━━━ Material
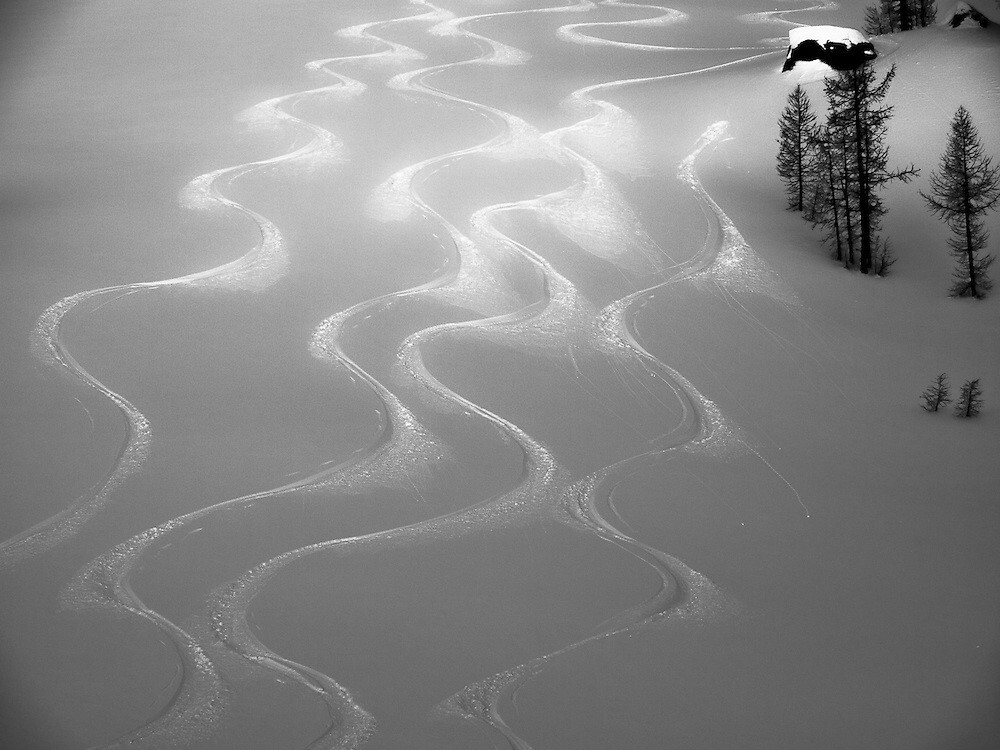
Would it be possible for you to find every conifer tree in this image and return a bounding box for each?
━━━━━━
━━━ Material
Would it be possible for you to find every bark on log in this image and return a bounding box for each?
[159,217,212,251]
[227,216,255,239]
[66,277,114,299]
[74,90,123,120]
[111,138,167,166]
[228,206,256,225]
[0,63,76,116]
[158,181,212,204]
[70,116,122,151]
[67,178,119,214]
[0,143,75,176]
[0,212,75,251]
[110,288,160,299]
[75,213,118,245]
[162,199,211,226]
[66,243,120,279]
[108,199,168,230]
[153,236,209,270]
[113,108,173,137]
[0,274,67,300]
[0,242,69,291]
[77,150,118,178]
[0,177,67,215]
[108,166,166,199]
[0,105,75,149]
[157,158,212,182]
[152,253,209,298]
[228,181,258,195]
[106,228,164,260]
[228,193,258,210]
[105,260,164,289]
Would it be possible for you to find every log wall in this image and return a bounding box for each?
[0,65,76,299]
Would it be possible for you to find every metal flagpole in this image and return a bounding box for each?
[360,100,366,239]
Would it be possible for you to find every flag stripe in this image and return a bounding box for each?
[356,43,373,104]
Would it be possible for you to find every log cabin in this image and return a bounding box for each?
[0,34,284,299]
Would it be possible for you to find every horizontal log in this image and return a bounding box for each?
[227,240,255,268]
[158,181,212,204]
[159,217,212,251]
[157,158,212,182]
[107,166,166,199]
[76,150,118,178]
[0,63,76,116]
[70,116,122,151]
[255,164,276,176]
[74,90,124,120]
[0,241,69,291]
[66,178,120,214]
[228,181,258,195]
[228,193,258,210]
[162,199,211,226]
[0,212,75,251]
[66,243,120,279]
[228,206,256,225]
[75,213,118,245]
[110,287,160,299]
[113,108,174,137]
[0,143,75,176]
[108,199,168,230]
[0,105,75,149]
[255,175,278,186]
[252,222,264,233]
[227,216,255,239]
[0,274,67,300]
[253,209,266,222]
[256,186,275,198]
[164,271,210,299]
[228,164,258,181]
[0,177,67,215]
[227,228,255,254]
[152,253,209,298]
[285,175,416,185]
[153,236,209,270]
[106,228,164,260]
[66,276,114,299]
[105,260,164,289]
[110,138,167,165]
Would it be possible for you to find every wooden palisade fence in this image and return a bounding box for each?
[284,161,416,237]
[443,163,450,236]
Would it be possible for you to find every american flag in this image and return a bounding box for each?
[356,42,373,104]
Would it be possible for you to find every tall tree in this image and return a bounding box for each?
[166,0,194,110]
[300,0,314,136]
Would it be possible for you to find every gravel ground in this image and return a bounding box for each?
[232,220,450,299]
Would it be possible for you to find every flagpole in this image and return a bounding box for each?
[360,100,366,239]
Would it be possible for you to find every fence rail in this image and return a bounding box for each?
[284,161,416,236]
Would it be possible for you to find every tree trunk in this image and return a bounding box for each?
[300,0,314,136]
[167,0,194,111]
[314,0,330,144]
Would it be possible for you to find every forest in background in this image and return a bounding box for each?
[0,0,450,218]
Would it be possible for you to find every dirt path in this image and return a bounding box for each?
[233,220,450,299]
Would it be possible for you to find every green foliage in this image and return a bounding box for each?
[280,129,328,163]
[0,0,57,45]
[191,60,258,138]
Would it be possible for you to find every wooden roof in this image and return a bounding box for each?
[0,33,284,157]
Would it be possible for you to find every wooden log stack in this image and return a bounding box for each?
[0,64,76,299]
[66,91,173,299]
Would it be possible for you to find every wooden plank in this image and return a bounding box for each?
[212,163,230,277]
━━━━━━
━━━ Material
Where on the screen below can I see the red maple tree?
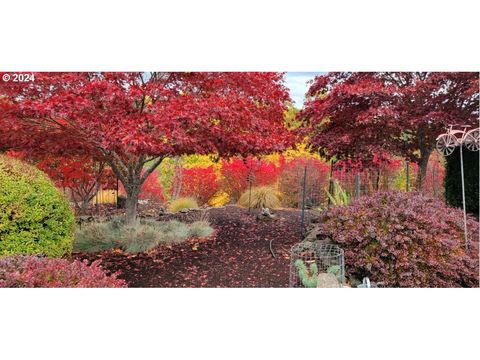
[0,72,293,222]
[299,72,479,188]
━━━━━━
**Stated exercise:** Copy verbatim everything in the material above, from the line containing "Would it be possible for you to find every wooden roof" down to the line containing "[212,163,230,277]", including both of those lines.

**Correct result:**
Would it be possible for you to find every wooden roof in this image and return a bounding box for each?
[0,33,284,157]
Would it be possible for you to find every wooden log stack in this image and return a bounding box for each?
[0,64,76,299]
[66,91,173,299]
Would it be possible for you to find every wooden plank in this image and return a bounding box for each?
[212,163,230,277]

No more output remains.